• [Written problem] Give every line of the material again, exactly as written.

• [Exercise input]
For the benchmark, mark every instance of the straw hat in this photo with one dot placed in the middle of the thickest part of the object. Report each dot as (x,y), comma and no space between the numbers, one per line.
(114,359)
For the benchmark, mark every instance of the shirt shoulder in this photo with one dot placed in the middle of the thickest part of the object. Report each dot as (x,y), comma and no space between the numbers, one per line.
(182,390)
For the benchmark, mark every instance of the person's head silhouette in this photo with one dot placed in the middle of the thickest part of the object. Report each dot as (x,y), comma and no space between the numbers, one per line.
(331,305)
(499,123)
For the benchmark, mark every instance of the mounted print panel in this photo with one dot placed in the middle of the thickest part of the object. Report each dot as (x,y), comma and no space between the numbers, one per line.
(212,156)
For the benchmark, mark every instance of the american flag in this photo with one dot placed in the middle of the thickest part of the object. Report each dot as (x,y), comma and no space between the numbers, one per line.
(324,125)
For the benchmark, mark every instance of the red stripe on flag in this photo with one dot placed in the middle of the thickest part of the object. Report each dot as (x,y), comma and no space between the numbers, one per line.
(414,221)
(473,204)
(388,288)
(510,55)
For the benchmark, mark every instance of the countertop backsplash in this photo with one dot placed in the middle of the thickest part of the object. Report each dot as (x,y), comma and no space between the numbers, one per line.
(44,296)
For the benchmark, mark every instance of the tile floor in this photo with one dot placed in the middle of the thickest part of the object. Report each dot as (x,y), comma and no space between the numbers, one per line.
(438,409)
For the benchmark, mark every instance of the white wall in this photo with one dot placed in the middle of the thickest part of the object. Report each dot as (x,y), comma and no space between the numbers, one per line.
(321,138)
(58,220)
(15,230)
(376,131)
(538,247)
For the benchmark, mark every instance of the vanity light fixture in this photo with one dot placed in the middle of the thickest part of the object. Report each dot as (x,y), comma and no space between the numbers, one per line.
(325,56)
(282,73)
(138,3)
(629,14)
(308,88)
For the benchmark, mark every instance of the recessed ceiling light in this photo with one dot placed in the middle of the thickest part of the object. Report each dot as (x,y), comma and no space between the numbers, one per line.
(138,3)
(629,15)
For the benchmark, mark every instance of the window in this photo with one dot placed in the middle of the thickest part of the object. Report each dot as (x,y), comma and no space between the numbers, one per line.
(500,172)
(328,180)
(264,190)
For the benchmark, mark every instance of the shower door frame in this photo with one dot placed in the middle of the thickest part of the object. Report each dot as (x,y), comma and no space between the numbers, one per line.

• [Result below]
For the benchmark, mark every instance of the straw hat in this photo with one dot placed in the middle of the thickest part of the object. Report each dot as (x,y), comma and no space between the numbers, one per line.
(114,359)
For the benchmark, mark every instance of the shirt shoulder in this photo with one dot placed in the middle of the thickest part of the object. Report each dot as (x,y), comma and no space between the numbers, one per line.
(182,390)
For the benchmark, mark every instance of the person's head silhouette in this photo with one dot placed in the middle of the thickest part of the object. Report each dot as (x,y), comma and no space between the numbers, one per line.
(331,305)
(499,123)
For the benchmark, mark every instance of the mounted print panel in this photo with one dot placed in the middle of the thickest part of the object. Report each dot as (x,y), comma and no space between the numbers, one per line.
(212,156)
For the benchmark, mark every instance of the american flag in this photo with one dot placed in the middle of the thickest part of the object. Report each dot as (x,y), comma and no space between the numbers, one per line.
(324,125)
For the benchmark, mark every instance of the red stripe on flag in this photo with one dot placed in the middle of the thickest part of the object. Report each dot as (x,y), comma and no space between the numbers, one per line.
(414,221)
(473,204)
(388,288)
(510,55)
For the benchmark, mark every instance of the countertop backsplash in this photo with one dot placed in the middle of the thickest part of the object. Report each dot as (x,y), comma and no space between the numbers, one per line.
(44,296)
For the benchmark, mark every instance of the tile floor in this photo with one dot placed in the middle of the thickest part of the object. Report each dot as (x,y), comma and no space between the numbers, one per line.
(438,409)
For the benchmark, mark every instance of the white wall in this photo with one dot placed in the middle of the thickest part of the object. Report each dot as (x,y), comma and no space between the numbers, one per line.
(321,138)
(58,220)
(15,230)
(376,131)
(538,247)
For the benchmark, mark every instance of the vanity light fixture in this photo with one dot placed in the middle of the thickest part of the object. Report each dot as (x,y), comma and no space between the numbers, one per line.
(325,56)
(282,73)
(138,3)
(629,14)
(308,88)
For the benchmark, mark every instance of the recessed ceiling light in this photo with one dot placed in the middle of the thickest part of the object. Report each dot as (x,y), comma and no space between the numbers, one per line.
(138,3)
(629,15)
For the benchmark, mark every instance of the window in this photo with one dot placed in the middle of the thickest part of the object. Report each dot as (x,y), comma and no space between the numbers, one per line.
(500,172)
(328,180)
(264,190)
For the benchmark, mark every instance of the shower door frame in this photo with one dot placed in the middle of the thickest part of the object. Report each dot as (x,y), comma and no space between the numbers, one per line.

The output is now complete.